Stored data entries:
:::::
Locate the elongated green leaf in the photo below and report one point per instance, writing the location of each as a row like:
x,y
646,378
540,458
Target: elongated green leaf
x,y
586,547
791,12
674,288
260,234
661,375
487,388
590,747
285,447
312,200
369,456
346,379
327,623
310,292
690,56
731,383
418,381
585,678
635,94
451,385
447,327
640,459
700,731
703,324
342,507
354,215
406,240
:::::
## [What you should do]
Repeat the data. Leave nothing out and change nothing.

## [Answer section]
Locate the elongated green leaf in the photo below and report one point per instance, writing the location of each as a row like:
x,y
646,378
540,458
Target: elongated green leaf
x,y
586,547
791,12
674,288
260,234
661,375
487,388
590,747
285,447
312,200
369,456
346,379
327,623
310,292
690,56
731,383
418,381
585,678
635,94
451,385
447,327
640,459
700,731
703,324
342,507
354,215
406,240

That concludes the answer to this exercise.